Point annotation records
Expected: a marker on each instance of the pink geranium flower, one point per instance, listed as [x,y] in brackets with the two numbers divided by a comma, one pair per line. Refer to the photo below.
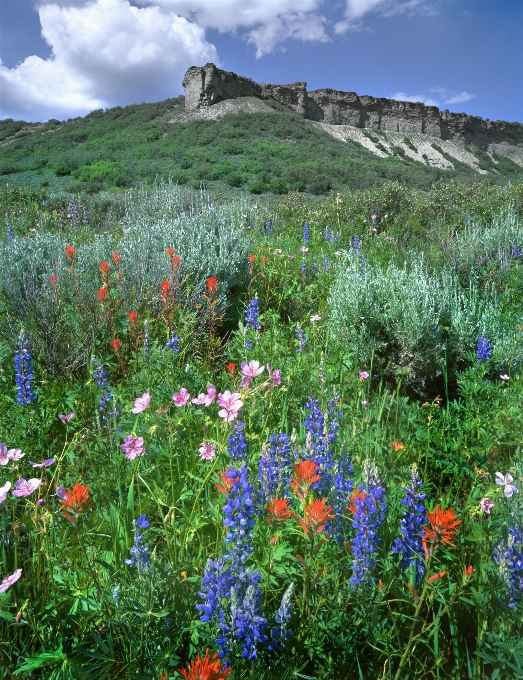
[25,487]
[141,403]
[3,491]
[207,451]
[231,403]
[252,369]
[181,397]
[132,447]
[205,399]
[9,580]
[486,505]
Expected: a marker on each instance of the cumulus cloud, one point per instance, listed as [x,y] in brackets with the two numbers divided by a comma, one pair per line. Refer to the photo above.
[104,53]
[438,97]
[355,10]
[266,23]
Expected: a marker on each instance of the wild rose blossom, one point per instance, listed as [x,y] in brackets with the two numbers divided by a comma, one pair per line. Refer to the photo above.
[3,491]
[25,487]
[207,450]
[486,505]
[205,399]
[141,403]
[9,580]
[231,403]
[132,447]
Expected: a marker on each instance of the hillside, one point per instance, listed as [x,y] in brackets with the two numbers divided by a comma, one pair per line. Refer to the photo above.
[245,144]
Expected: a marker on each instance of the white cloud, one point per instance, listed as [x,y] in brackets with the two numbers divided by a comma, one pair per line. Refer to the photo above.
[267,22]
[104,53]
[439,97]
[355,10]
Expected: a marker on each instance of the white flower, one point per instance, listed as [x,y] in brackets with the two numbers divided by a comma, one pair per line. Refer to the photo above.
[506,481]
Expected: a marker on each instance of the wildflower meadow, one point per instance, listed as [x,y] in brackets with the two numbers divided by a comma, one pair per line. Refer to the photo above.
[253,438]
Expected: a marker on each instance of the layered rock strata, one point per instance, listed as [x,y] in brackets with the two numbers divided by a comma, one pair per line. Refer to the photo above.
[208,85]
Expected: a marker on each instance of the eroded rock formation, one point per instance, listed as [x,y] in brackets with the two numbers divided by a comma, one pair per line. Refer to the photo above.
[208,85]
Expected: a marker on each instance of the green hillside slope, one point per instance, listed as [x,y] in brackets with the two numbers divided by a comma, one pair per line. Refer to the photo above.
[262,152]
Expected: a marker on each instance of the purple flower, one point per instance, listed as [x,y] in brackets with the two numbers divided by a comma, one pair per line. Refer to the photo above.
[9,580]
[368,516]
[25,487]
[409,545]
[132,447]
[44,463]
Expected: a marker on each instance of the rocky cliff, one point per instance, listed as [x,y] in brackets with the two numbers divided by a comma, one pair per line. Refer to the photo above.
[208,85]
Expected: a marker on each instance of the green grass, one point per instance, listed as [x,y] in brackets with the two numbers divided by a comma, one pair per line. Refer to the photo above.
[261,153]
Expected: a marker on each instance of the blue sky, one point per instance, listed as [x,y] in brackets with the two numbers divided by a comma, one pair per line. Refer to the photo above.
[63,58]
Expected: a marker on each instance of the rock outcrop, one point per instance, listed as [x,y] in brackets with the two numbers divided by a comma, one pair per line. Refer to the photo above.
[208,85]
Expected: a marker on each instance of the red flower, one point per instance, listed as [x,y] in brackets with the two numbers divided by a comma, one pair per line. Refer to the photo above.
[165,289]
[227,482]
[206,669]
[443,524]
[115,344]
[278,509]
[304,477]
[316,516]
[212,284]
[355,495]
[75,499]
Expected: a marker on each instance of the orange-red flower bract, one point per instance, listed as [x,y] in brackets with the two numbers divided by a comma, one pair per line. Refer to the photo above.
[278,510]
[304,477]
[316,516]
[443,524]
[205,669]
[76,499]
[212,284]
[355,495]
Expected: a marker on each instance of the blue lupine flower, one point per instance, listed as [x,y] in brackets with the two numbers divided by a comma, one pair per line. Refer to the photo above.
[24,372]
[302,339]
[237,444]
[368,518]
[173,343]
[250,624]
[282,633]
[252,314]
[342,488]
[275,467]
[483,350]
[409,545]
[140,554]
[509,557]
[306,234]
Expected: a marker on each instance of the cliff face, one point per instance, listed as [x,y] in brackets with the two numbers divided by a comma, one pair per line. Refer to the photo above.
[207,85]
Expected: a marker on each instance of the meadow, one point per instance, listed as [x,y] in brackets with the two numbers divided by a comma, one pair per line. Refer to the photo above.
[256,438]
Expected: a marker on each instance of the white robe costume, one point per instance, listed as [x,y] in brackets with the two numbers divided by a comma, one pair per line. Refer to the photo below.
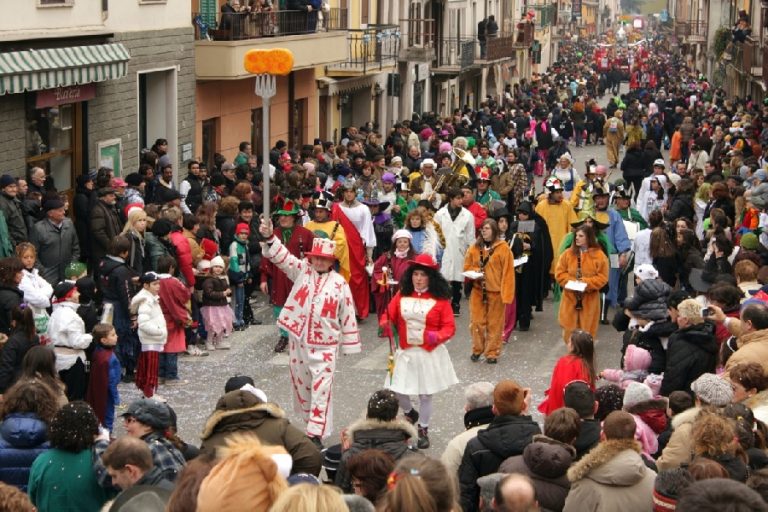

* _GIVEN EXERCISE_
Locate each line in the rows above that contains the string "below", treating uppercase and lowercase letters as distinct, and copy every such line.

* _RESPONSE_
Expected: a marker on each instance of the pink geranium flower, one point per instance, listed as [x,y] in brackets with the two numbers divided by a comma, one pair per line. Refer to the photo below.
Expected: a marker on each instance of the white robe costume, one point per instance, listed as [x,y] in brackets with the two numbers divided by a comma, one pair per line. Refer to the photo below.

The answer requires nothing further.